Selection:
>>>

Accordingly, in one aspect the present invention resides in a method for operating a device for loading guide surfaces of bearing chocks supported in housing windows of rolling stands with pressure plates that can be placed on the guide surfaces and that can be loaded by hydraulic piston-cylinder units supported in the rolling stand housings, wherein devices for measuring pressure and devices (WM) for measuring displacement of the piston are assigned to the hydraulic piston wherein, by pressing the pressure plates against the bearing chocks and measuring a piston stroke towards the bearing chocks on a tending side and a drive side of the roll, a position of the roll is determined and stored, and then wear on the housing windows of the rolling stand is determined by comparing measured values with previously stored values.
Accordingly, in a further aspect the present invention resides in a device for loading guide surfaces of bearing chocks supported in housing windows of a rolling stand with pressure plates that can be placed on the guide surfaces and that can be loaded by hydraulic piston-cylinder units supported in the rolling stand housings, wherein devices for measuring pressure and devices (WM) for measuring displacement of the piston are assigned to the hydraulic piston, and wherein a storage device for storing a position of the rolls of the rolling stand is provided, wherein said position is determined by pressing the pressure plates against the bearing chocks and measuring a piston stroke towards the bearing chocks on a tending side and a drive side of the rolls.
BRIEF DESCRIPTION OF THE DRAWINGS
The invention is explained in greater detail with reference to the specific embodiments illustrated in the drawings.
-- Figure 1 shows a schematic partial section through a rolling stand in a side view.
-- Figure 2 shows the same type of partial section as Figure 1 but through a different rolling stand.
-- Figure 3 shows a control diagram.
DETAILED DESCRIPTION OF PREFERRED EMBODIMENTS
As Figure 1 shows, the bearing chock LS for the horizontal roll HW is supported in the housing window SF
between the two housing posts ST1 and ST2 of a rolling stand.

<<<

Written request 1: List each reference designation in capital letters that appears in the rolling-stand text, along with the part it stands for.
Written request 2: Render this sentence from the rolling-stand text in German: "The invention is explained in greater detail with reference to the specific embodiments illustrated in the drawings."
Work only from the rolling-stand text.

Entries provided:
>>>

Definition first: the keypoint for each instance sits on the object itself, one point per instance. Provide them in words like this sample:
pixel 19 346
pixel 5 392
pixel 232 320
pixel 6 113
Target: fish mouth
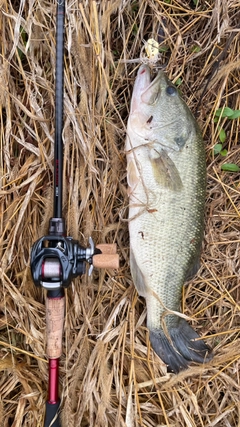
pixel 148 86
pixel 145 89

<<<

Response 1:
- WM: devices for measuring displacement of the piston
- LS: the bearing chock
- HW: the horizontal roll
- SF: the housing window
- ST1: a housing post of the rolling stand
- ST2: a housing post of the rolling stand

Response 2: Die Erfindung wird anhand der in den Zeichnungen dargestellten konkreten Ausführungsformen näher erläutert.